EXERCISE: Extract from the biographical text about Veronica Raimo the stretch from "She is sister" through "translated into English.", copying it exactly.

EXTRACTED TEXT:
━━━━━━━━━━━━━━━━━━━━
Veronica Raimo (born 1978) is an Italian writer, translator, and screenwriter.

Biography 
Born in Rome in 1978, she earned a degree in literature with a thesis on German cinema. After graduation, she lived in Berlin, working as a researcher at  Humboldt University.

She is sister of the writer Christian Raimo.

Career 
After working as a translator from English for several publishing houses, she published the novel Il dolore secondo Matteo in 2007. This debut was followed by two more novels, stories published in magazines and anthologies, and a collection of short stories published in Germany, Eines Tages alles dir.

The Girl at the Door, published in October 2019 by Grove Atlantic, is her first novel to be translated into English.
━━━━━━━━━━━━━━━━━━━━
EXTRACTED INFORMATION:
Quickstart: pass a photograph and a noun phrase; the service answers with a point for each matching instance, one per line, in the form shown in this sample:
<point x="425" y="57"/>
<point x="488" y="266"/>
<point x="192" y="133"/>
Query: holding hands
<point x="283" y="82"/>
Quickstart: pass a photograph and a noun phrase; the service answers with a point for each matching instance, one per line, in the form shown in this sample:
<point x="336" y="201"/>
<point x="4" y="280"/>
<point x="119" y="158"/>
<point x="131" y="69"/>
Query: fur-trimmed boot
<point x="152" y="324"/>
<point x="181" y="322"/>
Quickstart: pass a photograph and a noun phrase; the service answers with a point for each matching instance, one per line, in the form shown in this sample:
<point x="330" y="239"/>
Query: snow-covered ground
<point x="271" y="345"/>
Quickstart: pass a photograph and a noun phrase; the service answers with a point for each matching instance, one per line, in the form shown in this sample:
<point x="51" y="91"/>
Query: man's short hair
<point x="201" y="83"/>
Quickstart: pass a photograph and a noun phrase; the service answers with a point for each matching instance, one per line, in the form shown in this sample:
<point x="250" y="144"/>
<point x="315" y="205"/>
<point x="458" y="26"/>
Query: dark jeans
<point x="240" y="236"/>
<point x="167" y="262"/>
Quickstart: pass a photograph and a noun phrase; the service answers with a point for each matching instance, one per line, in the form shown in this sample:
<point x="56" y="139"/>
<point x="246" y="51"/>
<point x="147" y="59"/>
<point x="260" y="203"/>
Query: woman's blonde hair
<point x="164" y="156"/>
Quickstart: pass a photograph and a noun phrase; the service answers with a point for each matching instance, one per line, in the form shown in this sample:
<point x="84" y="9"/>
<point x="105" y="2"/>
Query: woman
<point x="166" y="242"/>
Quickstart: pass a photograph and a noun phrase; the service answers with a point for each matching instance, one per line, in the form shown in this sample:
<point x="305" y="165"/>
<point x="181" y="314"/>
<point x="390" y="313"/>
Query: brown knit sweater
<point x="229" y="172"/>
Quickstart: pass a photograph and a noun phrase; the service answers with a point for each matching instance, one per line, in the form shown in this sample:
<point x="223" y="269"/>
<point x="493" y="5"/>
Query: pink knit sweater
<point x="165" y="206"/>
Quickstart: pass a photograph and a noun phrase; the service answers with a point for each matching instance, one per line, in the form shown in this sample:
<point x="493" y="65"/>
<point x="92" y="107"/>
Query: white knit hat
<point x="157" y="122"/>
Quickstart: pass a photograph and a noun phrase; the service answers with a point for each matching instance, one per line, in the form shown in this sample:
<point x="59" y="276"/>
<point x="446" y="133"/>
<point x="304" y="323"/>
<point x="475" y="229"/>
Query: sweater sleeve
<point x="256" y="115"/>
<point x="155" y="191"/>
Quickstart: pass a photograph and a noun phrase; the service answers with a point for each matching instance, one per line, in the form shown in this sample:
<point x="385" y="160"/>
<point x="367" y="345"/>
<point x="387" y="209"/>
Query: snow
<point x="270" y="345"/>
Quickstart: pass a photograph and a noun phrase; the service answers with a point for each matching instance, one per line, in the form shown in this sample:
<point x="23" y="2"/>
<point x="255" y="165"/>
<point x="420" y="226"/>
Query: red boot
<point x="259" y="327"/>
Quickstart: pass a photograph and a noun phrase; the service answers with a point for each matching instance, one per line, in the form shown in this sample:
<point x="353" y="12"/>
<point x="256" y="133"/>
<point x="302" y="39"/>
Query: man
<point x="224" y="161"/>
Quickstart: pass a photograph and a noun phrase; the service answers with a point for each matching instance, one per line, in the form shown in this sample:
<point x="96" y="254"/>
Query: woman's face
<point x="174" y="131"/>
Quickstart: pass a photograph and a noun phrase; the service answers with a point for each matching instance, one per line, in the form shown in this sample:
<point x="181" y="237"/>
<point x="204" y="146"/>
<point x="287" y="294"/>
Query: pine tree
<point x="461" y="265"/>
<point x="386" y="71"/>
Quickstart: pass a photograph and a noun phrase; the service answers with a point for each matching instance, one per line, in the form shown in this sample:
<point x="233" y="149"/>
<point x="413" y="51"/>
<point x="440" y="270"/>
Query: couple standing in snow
━━━━━━━━━━━━━━━━━━━━
RIGHT ANSWER:
She is sister of the writer Christian Raimo.

Career 
After working as a translator from English for several publishing houses, she published the novel Il dolore secondo Matteo in 2007. This debut was followed by two more novels, stories published in magazines and anthologies, and a collection of short stories published in Germany, Eines Tages alles dir.

The Girl at the Door, published in October 2019 by Grove Atlantic, is her first novel to be translated into English.